**Given records**
-- start --
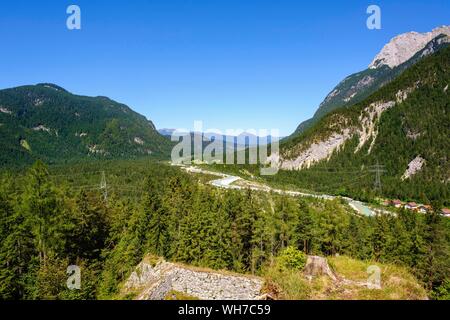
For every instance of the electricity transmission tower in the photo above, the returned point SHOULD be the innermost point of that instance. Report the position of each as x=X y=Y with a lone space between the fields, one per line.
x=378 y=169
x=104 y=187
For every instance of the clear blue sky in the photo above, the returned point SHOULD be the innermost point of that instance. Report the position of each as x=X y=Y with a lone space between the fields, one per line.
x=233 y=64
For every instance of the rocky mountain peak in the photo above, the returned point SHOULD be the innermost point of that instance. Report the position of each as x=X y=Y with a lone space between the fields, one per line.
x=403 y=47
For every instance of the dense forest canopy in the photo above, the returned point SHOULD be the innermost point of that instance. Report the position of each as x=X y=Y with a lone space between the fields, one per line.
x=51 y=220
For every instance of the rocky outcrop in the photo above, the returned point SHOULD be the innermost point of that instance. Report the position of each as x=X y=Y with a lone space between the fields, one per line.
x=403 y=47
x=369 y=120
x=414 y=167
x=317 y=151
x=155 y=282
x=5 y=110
-- end --
-- start --
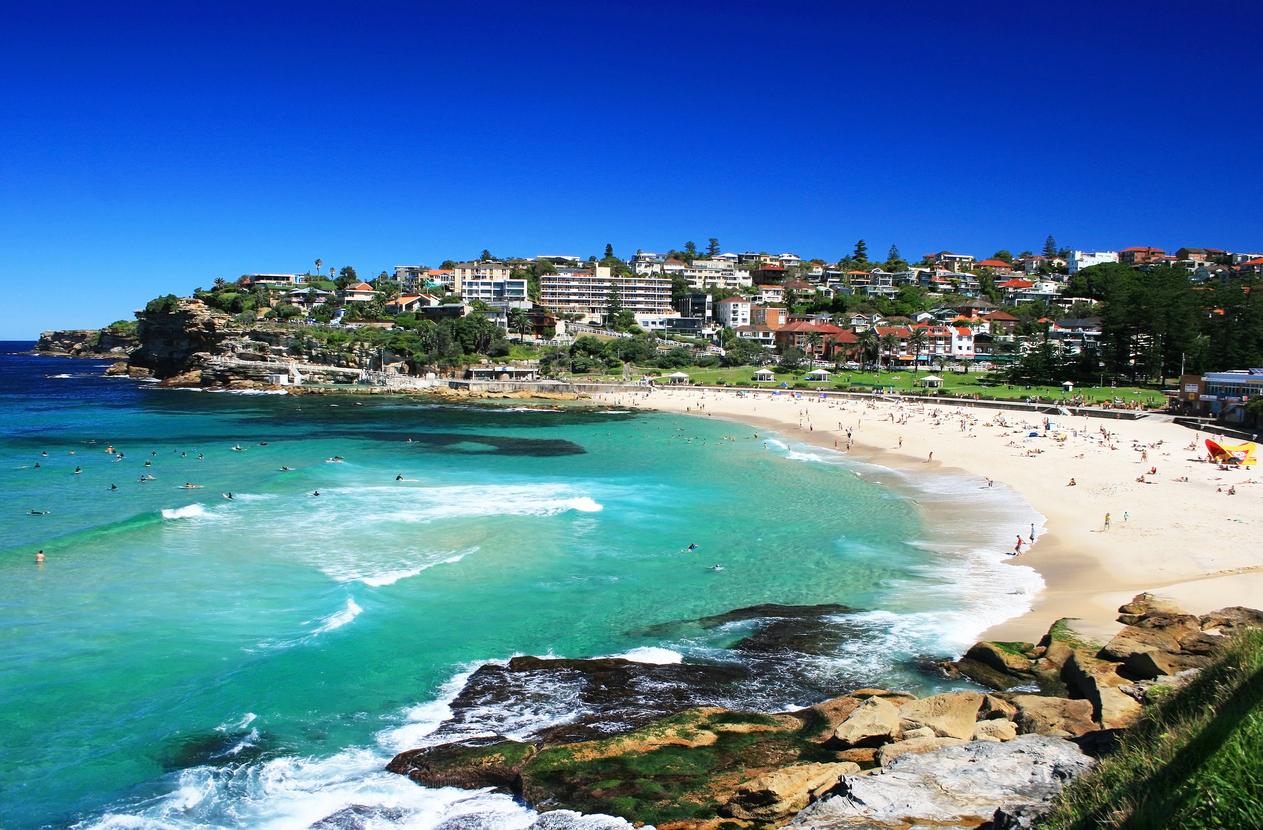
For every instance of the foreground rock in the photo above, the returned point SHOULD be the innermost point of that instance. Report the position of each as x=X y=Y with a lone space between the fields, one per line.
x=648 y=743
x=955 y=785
-- end --
-- start --
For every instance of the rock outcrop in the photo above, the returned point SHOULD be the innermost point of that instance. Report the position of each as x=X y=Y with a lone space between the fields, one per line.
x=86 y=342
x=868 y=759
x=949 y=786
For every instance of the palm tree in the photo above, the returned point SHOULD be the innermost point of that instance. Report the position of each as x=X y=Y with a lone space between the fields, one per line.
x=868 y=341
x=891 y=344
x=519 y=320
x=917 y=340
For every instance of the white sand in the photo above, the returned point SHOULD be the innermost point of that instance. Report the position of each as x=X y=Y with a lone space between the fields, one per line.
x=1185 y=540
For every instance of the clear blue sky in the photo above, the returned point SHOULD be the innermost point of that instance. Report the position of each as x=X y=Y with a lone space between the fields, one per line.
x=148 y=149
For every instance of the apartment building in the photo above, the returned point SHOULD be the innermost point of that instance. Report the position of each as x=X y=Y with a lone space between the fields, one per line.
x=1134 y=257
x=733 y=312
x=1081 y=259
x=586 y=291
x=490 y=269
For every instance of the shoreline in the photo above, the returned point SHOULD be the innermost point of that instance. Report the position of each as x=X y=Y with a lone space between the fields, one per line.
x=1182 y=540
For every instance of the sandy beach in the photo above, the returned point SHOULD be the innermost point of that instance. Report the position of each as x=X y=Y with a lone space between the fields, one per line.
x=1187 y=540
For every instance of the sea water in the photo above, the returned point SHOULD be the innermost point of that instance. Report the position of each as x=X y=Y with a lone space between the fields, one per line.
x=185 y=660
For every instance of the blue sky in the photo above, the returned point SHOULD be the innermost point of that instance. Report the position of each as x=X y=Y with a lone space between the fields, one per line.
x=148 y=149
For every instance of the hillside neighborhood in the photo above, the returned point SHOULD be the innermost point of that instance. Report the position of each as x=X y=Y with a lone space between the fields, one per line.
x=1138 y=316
-- end --
**Objective**
Update the lines from the one containing "For every instance of the electricity" up to and including the one containing "x=104 y=187" by changing "electricity transmission tower" to "power line pylon" and keeping everything else the same. Return only those lines.

**Full output**
For every instance of the power line pylon in the photo above, the returned point SHOULD be the innermost point of that instance. Report the position of each as x=X y=Y with a lone space between the fields, one per line.
x=378 y=169
x=104 y=187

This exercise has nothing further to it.